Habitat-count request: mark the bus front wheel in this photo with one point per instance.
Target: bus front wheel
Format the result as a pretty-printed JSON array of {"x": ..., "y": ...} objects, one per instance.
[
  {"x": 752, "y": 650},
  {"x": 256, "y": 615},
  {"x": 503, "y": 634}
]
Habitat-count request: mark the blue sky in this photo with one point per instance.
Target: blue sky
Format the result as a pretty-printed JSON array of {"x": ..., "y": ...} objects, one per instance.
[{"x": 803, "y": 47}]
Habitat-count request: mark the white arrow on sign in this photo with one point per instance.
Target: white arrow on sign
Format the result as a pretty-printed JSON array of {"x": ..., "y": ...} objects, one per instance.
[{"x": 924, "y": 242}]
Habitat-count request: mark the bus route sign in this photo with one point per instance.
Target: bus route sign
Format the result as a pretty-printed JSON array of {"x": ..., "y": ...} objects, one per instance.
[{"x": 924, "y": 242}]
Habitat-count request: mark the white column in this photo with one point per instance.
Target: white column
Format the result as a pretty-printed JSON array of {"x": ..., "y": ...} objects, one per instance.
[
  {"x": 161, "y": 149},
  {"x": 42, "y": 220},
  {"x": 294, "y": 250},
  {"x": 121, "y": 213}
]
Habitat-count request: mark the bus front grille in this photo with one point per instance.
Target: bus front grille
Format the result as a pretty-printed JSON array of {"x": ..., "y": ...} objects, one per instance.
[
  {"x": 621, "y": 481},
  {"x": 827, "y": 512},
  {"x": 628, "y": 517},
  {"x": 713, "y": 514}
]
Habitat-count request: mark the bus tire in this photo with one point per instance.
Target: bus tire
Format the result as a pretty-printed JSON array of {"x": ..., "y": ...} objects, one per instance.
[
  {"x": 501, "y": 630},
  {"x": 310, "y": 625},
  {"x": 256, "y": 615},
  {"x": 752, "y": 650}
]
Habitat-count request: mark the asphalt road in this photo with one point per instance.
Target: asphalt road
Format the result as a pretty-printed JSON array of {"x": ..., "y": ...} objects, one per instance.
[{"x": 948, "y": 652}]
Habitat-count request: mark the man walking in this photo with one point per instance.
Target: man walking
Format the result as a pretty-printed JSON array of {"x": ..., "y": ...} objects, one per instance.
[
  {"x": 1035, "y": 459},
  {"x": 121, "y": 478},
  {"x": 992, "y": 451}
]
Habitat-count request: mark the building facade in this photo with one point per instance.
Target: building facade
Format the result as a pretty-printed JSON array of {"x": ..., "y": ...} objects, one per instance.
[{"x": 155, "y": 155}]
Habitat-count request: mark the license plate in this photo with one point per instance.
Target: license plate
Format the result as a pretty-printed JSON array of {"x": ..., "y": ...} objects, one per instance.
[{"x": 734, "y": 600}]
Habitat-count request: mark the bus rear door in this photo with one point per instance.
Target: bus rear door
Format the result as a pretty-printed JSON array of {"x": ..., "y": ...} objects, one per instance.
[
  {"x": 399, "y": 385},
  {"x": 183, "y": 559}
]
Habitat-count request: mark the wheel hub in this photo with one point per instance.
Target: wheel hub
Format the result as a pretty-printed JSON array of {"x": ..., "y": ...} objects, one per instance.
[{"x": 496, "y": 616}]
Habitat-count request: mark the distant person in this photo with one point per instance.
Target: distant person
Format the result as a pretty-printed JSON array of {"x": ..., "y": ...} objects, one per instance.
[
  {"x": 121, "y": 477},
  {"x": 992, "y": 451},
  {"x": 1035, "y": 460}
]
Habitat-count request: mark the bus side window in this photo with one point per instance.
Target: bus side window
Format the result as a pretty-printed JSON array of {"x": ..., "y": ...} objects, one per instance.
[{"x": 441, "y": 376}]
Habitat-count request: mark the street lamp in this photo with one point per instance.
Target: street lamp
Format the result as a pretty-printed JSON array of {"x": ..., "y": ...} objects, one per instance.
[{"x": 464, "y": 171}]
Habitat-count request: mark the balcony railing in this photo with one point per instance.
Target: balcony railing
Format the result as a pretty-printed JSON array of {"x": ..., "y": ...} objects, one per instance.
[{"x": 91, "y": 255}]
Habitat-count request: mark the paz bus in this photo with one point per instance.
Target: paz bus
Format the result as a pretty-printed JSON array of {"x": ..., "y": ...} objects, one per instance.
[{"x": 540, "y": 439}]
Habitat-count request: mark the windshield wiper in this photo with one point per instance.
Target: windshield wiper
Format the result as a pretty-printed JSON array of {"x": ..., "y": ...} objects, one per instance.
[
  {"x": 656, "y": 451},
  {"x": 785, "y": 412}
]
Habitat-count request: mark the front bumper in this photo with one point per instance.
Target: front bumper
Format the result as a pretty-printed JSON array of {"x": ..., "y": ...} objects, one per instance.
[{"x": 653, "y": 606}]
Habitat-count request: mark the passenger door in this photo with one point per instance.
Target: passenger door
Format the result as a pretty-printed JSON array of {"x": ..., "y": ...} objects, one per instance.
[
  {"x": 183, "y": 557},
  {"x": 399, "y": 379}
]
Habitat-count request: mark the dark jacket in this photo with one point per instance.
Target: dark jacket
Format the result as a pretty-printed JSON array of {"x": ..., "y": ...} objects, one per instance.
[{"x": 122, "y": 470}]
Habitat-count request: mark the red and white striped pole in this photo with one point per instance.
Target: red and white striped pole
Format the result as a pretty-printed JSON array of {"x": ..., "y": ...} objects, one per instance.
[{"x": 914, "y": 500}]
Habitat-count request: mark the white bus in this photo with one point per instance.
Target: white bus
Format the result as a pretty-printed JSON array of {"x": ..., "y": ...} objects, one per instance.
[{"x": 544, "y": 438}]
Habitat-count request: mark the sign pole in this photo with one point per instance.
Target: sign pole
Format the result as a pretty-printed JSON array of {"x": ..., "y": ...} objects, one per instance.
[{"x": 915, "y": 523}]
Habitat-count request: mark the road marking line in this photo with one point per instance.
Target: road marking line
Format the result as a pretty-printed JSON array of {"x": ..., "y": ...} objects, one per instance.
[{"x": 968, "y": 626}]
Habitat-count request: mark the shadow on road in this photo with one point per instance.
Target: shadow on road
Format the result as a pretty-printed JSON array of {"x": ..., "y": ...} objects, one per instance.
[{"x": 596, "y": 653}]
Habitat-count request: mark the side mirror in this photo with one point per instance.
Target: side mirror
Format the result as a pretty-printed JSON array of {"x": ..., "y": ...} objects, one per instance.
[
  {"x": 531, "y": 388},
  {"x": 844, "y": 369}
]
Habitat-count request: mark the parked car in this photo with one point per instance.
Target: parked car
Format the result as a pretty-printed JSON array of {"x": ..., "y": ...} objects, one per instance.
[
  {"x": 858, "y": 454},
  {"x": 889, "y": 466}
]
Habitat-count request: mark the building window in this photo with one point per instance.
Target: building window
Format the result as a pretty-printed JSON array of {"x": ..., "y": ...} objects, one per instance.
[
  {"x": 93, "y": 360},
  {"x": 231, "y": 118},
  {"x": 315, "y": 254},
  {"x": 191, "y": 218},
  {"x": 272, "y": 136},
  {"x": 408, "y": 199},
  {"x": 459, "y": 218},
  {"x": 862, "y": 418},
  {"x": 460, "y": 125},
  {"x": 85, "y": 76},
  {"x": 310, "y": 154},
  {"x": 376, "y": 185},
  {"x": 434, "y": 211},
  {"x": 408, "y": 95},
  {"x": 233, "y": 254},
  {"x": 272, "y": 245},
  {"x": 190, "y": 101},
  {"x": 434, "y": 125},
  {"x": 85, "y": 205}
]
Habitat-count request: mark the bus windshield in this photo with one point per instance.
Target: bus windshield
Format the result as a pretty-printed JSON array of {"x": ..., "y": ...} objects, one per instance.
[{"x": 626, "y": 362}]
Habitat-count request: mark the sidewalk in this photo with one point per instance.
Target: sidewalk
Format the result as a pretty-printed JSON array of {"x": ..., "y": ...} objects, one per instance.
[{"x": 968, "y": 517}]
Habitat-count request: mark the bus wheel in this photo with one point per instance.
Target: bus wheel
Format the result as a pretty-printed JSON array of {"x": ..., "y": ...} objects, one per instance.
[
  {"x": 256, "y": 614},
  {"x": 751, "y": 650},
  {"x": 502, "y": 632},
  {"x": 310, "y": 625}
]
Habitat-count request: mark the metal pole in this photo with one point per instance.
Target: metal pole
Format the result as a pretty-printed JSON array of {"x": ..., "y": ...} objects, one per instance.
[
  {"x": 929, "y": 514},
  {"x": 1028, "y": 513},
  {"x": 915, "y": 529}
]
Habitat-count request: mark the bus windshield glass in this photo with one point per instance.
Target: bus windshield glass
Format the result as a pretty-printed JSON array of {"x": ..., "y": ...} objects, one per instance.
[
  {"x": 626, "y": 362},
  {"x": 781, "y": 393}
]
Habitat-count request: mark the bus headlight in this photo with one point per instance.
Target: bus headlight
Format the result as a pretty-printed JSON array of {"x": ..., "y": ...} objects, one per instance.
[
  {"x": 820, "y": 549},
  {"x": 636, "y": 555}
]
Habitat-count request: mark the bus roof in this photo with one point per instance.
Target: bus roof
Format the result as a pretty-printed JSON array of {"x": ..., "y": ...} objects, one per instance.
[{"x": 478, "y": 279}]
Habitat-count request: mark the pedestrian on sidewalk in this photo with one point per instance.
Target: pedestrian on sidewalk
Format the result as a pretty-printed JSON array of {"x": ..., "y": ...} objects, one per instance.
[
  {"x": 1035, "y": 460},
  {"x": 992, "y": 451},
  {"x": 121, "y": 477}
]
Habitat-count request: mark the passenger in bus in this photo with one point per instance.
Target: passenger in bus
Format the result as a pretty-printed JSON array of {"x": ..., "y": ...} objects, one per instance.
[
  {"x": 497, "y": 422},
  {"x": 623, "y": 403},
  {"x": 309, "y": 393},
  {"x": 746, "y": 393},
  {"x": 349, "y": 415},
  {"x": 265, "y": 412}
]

****************************************

Write out, word for word, every line from the one containing "Habitat-count request: mark the passenger in" through the last line of the records above.

Habitat-count request: mark the passenger in bus in this photo with one point per instance.
Target: passenger in bus
Format the result as a pretty-printed JSON array of {"x": ..., "y": ...} objects, one per instance.
[
  {"x": 497, "y": 422},
  {"x": 623, "y": 403},
  {"x": 309, "y": 393},
  {"x": 746, "y": 393},
  {"x": 349, "y": 415},
  {"x": 265, "y": 412}
]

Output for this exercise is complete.